-- DATA SHOWN follows --

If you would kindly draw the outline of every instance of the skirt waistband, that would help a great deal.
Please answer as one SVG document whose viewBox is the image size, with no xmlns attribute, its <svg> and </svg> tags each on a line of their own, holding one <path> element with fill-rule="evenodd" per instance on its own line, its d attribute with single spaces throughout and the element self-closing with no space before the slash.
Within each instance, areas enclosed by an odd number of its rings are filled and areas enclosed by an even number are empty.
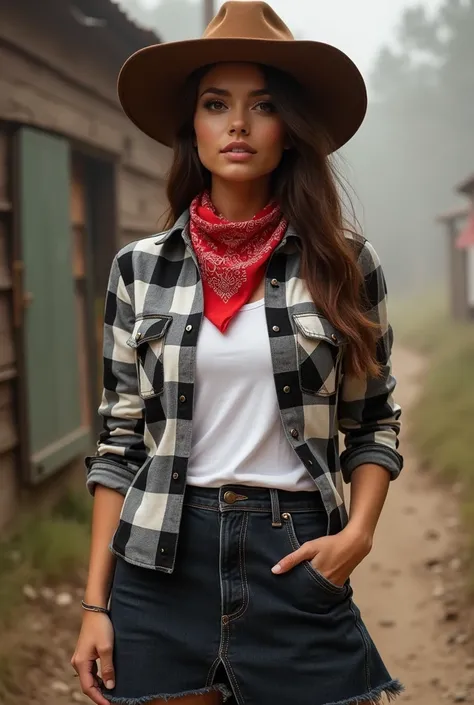
<svg viewBox="0 0 474 705">
<path fill-rule="evenodd" d="M 270 512 L 274 516 L 279 516 L 281 512 L 326 511 L 318 491 L 288 492 L 247 485 L 224 485 L 218 488 L 188 485 L 184 504 L 225 512 Z"/>
</svg>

-- DATA SHOWN concluded --

● **WHAT TO DO**
Exactly reproduce each record, leaving out any pictures.

● **YOUR SOLUTION**
If you would kindly draw the outline of every instance of the skirt waistband, that would help a great deal.
Please answer as one SVG document whose viewBox is the image size, with no xmlns attribute, its <svg> and </svg> tags each on a line of their own, holding one <path> element with fill-rule="evenodd" per instance on its own line, its d attribute with single spaces throughout and the element self-closing with no space before the slash.
Within each instance, areas enclosed by an odd number of its rings are filled and areas enclosed by an even number are empty.
<svg viewBox="0 0 474 705">
<path fill-rule="evenodd" d="M 270 512 L 274 516 L 279 516 L 281 512 L 326 511 L 318 491 L 288 492 L 247 485 L 224 485 L 218 488 L 188 485 L 184 504 L 225 512 Z"/>
</svg>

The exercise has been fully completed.